*** GIVEN DATA Section Begins ***
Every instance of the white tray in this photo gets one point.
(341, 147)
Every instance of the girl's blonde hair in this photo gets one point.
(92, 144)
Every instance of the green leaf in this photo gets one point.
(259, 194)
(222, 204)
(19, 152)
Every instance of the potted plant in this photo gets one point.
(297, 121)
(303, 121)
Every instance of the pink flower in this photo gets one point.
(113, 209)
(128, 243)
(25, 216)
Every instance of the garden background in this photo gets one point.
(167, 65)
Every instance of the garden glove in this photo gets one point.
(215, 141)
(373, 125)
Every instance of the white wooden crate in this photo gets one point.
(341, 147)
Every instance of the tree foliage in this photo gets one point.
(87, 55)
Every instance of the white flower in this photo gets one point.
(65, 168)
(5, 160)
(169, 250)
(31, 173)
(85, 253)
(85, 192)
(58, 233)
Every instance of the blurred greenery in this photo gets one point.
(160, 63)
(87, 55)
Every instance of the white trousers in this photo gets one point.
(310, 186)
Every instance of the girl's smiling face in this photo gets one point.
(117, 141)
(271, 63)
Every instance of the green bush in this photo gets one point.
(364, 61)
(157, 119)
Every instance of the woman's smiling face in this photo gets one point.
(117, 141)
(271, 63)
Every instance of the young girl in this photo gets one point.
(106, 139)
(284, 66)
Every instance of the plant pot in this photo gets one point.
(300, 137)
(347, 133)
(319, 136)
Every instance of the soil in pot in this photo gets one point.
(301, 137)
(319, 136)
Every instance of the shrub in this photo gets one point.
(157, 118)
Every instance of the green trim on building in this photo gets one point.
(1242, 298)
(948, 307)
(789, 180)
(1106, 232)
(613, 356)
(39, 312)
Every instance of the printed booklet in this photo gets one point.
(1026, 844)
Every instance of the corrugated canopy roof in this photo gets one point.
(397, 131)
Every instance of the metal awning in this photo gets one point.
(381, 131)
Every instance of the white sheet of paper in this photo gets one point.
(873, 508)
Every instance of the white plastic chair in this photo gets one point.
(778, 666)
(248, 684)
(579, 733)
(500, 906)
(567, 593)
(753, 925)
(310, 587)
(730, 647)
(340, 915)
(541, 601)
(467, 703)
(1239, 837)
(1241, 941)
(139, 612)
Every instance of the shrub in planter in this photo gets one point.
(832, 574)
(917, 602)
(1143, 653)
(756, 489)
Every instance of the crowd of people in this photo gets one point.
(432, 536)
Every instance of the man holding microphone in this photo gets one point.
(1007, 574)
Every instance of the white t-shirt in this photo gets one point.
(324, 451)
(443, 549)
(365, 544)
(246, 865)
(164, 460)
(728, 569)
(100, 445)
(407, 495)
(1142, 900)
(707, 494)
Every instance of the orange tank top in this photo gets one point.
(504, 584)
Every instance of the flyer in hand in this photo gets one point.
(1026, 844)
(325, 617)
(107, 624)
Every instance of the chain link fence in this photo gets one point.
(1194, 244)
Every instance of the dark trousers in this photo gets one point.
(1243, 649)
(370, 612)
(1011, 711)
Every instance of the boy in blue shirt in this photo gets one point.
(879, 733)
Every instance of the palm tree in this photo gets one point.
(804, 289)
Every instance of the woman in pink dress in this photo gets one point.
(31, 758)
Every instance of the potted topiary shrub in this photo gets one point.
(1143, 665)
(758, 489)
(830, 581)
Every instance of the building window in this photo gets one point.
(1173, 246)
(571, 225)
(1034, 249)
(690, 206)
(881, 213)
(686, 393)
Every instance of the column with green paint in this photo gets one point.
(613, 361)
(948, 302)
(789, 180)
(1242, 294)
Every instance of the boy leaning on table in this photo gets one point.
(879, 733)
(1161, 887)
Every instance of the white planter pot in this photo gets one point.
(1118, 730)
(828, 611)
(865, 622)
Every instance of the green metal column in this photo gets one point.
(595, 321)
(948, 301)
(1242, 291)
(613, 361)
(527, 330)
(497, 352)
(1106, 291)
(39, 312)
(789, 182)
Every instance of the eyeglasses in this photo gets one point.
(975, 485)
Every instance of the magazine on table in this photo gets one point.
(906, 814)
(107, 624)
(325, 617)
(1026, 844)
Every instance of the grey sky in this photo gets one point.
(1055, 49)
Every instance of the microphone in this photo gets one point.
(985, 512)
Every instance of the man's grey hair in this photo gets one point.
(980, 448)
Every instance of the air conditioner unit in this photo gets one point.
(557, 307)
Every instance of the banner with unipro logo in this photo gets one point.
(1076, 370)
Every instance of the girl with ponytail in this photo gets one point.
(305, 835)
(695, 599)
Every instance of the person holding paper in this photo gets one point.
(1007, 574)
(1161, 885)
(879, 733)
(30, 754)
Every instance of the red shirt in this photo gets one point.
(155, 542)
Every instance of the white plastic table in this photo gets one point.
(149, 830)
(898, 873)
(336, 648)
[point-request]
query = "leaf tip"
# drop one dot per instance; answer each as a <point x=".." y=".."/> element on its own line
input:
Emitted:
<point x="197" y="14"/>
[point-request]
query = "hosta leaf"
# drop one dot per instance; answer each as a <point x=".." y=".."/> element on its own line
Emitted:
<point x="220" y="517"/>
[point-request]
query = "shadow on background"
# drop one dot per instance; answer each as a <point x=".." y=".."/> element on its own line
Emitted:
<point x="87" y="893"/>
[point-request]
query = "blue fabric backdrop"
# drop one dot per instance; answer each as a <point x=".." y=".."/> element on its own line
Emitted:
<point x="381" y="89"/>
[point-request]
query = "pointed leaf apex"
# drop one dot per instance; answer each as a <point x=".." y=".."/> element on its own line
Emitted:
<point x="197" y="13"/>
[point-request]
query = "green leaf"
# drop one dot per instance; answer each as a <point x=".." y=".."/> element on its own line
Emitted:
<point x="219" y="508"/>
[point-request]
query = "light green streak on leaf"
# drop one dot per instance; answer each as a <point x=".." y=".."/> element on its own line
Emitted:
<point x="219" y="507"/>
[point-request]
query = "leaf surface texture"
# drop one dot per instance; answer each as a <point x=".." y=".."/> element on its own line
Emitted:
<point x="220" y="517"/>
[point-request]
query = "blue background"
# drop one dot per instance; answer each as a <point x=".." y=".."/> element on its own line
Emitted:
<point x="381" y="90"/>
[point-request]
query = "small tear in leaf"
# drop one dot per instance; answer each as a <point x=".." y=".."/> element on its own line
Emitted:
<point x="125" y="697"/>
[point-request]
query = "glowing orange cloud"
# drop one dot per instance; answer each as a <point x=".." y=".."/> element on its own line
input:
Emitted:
*** GIVEN DATA Section Ends ***
* TASK OBJECTIVE: So that nothing is lost, please reproduce each entry exactly as written.

* SOLUTION:
Every instance of the white tray in this photo gets one point.
(341, 147)
Every instance of the girl's blonde hair in this photo gets one point.
(92, 144)
Every instance of the green leaf in this photo gets one point.
(259, 194)
(222, 204)
(19, 152)
Every instance of the potted plant in this photo gets one point.
(297, 121)
(303, 121)
Every instance of the pink flower in this photo gets one point.
(113, 209)
(128, 243)
(25, 216)
Every instance of the garden background in this photo gets one point.
(167, 65)
Every instance of the garden glove in this photo gets one point.
(215, 141)
(373, 125)
Every instance of the white wooden crate in this photo gets one point.
(341, 147)
Every instance of the tree foliage in this photo gets one point.
(87, 55)
Every instance of the white flower in this photo gets one point.
(65, 168)
(5, 160)
(169, 250)
(31, 173)
(85, 253)
(85, 192)
(58, 233)
Every instance of the blurred greenery in this photo gets one point.
(160, 63)
(87, 55)
Every instance of the white trousers in this photo gets one point.
(310, 186)
Every instance of the girl's smiling face in this photo gets one point.
(117, 141)
(271, 63)
Every instance of the green bush in this photo gets one point.
(364, 61)
(157, 119)
Every instance of the woman's smiling face in this photo gets one point.
(117, 141)
(271, 63)
Every instance of the young girl in this photo gets one point.
(106, 139)
(284, 66)
Every instance of the plant pot in this photo gets one point.
(300, 137)
(347, 133)
(319, 136)
Every instance of the soil in pot in this photo gets one point.
(301, 137)
(319, 136)
Every instance of the shrub in this photo gets one point.
(157, 118)
Every instance of the green trim on building in this photo gets one point.
(1242, 298)
(948, 307)
(789, 180)
(1106, 232)
(613, 356)
(39, 312)
Every instance of the printed booklet in this photo gets one point.
(1026, 844)
Every instance of the corrugated canopy roof in this photo gets one point.
(397, 131)
Every instance of the metal awning in this photo gets one point.
(381, 131)
Every instance of the white sheet of paper in this photo gets one point.
(873, 508)
Every instance of the white plastic chair in this photo gets one point.
(778, 666)
(248, 684)
(579, 733)
(500, 906)
(567, 593)
(753, 925)
(310, 587)
(730, 647)
(340, 915)
(541, 601)
(467, 703)
(1239, 837)
(1241, 941)
(139, 612)
Every instance of the shrub in planter in this photo gets one point.
(832, 574)
(917, 602)
(1143, 653)
(756, 489)
Every instance of the crowd of people in this photo gets one point.
(432, 536)
Every instance of the man holding microphone in this photo gets one point.
(1007, 574)
Every instance of the white t-shirt in this photo gets one point.
(324, 451)
(443, 549)
(365, 544)
(246, 865)
(164, 460)
(728, 569)
(100, 445)
(407, 495)
(1142, 900)
(707, 494)
Every instance of the orange tank top in this photo gets one point.
(504, 584)
Every instance of the flyer in hand in this photo gets one point.
(1026, 844)
(325, 617)
(107, 624)
Every instance of the chain link fence in this photo gets one point.
(1194, 244)
Every instance of the dark trousers in this photo gets one point.
(1243, 649)
(370, 612)
(1011, 711)
Every instance of the boy in blue shirt in this photo gets one point.
(879, 733)
Every instance of the palm tree in this photo gets one point.
(804, 289)
Every instance of the woman in pink dress in this photo gets one point.
(31, 758)
Every instance of the potted topiary shrub in this photo gets one point.
(1143, 665)
(758, 489)
(830, 581)
Every instance of the building window in this photo gets one point.
(1173, 246)
(571, 225)
(1034, 249)
(690, 206)
(881, 213)
(686, 393)
Every instance of the column with green paint in this photo gets one point.
(613, 361)
(948, 302)
(789, 180)
(1242, 294)
Every instance of the boy leaning on table in this photo gets one point.
(879, 733)
(1161, 887)
Every instance of the white planter pot in this photo gets one point.
(1118, 730)
(828, 611)
(865, 622)
Every instance of the green metal column in this photo gets one point.
(595, 321)
(948, 301)
(1242, 291)
(613, 361)
(527, 330)
(497, 352)
(1106, 291)
(39, 312)
(789, 182)
Every instance of the eyeglasses in this photo gets one point.
(975, 485)
Every instance of the magazine on table in this photo gets one point.
(906, 814)
(107, 624)
(325, 617)
(1026, 844)
Every instance of the grey sky in this photo gets one point.
(1055, 49)
Every instance of the microphone in this photo gets one point.
(985, 512)
Every instance of the man's grey hair in this photo gets one point.
(980, 448)
Every instance of the air conditioner unit in this photo gets one point.
(557, 307)
Every instance of the banner with unipro logo in this photo gets one point.
(1076, 370)
Every instance of the girl with ponytail in this photo gets one point.
(305, 835)
(695, 599)
Every instance of the person holding paper in this photo gets one point.
(1007, 574)
(1161, 885)
(879, 733)
(30, 754)
Every instance of the red shirt in this photo gets one point.
(155, 542)
Every instance of the white plastic table in this photo gets one point.
(149, 830)
(898, 873)
(336, 648)
[point-request]
query = "leaf tip"
# drop one dot per instance; answer each as a <point x=".." y=".."/> element on its own line
input:
Emitted:
<point x="197" y="14"/>
[point-request]
query = "hosta leaf"
# drop one dot per instance; answer each as a <point x=".." y=".."/> element on its own line
Emitted:
<point x="220" y="517"/>
[point-request]
query = "shadow on background"
# drop one dot per instance; answer each as a <point x=".." y=".."/> element on its own line
Emitted:
<point x="87" y="893"/>
[point-request]
query = "blue fabric backdrop"
# drop one dot per instance; answer each as a <point x=".." y=".."/> element on its own line
Emitted:
<point x="381" y="89"/>
[point-request]
query = "pointed leaf apex"
# drop one dot per instance; answer each as a <point x=".." y=".."/> element on its own line
Emitted:
<point x="197" y="13"/>
[point-request]
query = "green leaf"
# drop one dot per instance; answer each as a <point x=".." y=".."/> element on its own line
Emitted:
<point x="219" y="508"/>
[point-request]
query = "light green streak on leaf"
# drop one dot per instance; answer each as a <point x=".." y=".."/> element on its own line
Emitted:
<point x="219" y="507"/>
[point-request]
query = "leaf surface texture"
# drop one dot per instance; answer each as a <point x=".." y=".."/> element on its own line
Emitted:
<point x="220" y="517"/>
[point-request]
query = "blue background"
# drop one dot per instance; answer each as a <point x=".." y=".."/> element on its own line
Emitted:
<point x="381" y="90"/>
[point-request]
query = "small tear in leaf"
# drop one dot per instance; answer each as a <point x=".." y=".."/> element on its own line
Emitted:
<point x="125" y="697"/>
[point-request]
query = "glowing orange cloud"
# drop one dot per instance; answer each as a <point x=".." y=".."/> element on its own line
input:
Emitted:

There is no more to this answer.